> **WORK TO COMPLETE**
The entries are given below. Output each one unchanged.

[[ PROVIDED DATA open ]]

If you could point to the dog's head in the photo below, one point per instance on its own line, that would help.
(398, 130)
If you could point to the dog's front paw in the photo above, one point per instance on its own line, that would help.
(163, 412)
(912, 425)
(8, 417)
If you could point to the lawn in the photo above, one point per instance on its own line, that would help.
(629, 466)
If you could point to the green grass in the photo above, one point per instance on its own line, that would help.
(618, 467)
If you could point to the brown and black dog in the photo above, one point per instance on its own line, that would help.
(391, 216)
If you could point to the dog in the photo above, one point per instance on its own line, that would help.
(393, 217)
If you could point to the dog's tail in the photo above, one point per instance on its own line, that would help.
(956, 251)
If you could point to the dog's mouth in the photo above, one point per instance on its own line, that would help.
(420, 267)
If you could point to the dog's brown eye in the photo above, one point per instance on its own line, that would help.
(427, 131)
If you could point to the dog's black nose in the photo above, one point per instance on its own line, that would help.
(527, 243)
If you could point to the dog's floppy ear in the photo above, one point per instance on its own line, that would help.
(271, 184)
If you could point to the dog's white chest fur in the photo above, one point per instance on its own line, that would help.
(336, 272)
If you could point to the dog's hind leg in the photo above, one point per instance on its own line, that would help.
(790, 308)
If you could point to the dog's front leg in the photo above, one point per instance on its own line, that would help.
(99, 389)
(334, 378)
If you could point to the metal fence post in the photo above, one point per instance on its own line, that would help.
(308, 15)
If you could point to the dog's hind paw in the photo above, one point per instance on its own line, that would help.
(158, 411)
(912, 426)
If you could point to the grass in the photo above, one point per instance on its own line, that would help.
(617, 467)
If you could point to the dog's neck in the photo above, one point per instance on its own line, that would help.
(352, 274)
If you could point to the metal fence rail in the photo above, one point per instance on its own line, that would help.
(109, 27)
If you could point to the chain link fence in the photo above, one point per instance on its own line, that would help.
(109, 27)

[[ PROVIDED DATA closed ]]

> **OUTPUT**
If you could point to the dog's head in the photo below, one point per instance on its own line, that would help.
(398, 130)
If you could point to the dog's front paw in the photo above, one point per instance on its own line, that would help.
(163, 412)
(912, 425)
(8, 417)
If you could point to the lawn in the photo above, one point per instance on its own line, that would help.
(629, 466)
If you could point to the green grass in the photo above, one point per instance on its own line, that would help.
(618, 467)
If you could point to the brown and black dog in the photo above, one point per instance on its own line, that would help.
(391, 216)
If you could point to the dog in the photo above, one point per instance on its own line, that would help.
(393, 217)
If you could point to the dog's tail in the photo above, one point per instance on its own line, that would help.
(956, 251)
If you could point to the dog's mouth in the photo above, one point per instance on its own line, that would help.
(420, 267)
If you could point to the dog's brown eye in the photo above, one point per instance on its own line, that would help.
(427, 131)
If you could point to the dog's black nose in the photo above, one point per instance on its own line, that would help.
(527, 243)
If you could point to the dog's floppy ear in the photo above, one point per instance on its own line, that would help.
(271, 184)
If you could point to the dog's white chest fur in the photo above, one point per instance on its own line, that would help.
(336, 272)
If you could point to the dog's hind leg in the photo above, one point per instance on its own line, that would help.
(790, 308)
If you could point to the dog's front leg in the photo above, one point per instance on its own line, that would help.
(99, 389)
(334, 378)
If you could point to the metal fence post in the photo above, one point per instance on its own line, that would help.
(308, 15)
If you could point to the dog's hind paw in the photo above, one point per instance on its own line, that would help.
(158, 411)
(912, 426)
If you could point to the grass in the photo above, one point per instance on its own line, that would help.
(617, 467)
If you could point to the dog's neck in the photo above, one point per instance on its own line, that would help.
(352, 274)
If you could point to the metal fence rail in the photo above, one point per instance on its own line, that would help.
(109, 27)
If you could point to the chain link fence in the photo above, one point per instance on its own line, that would help.
(109, 27)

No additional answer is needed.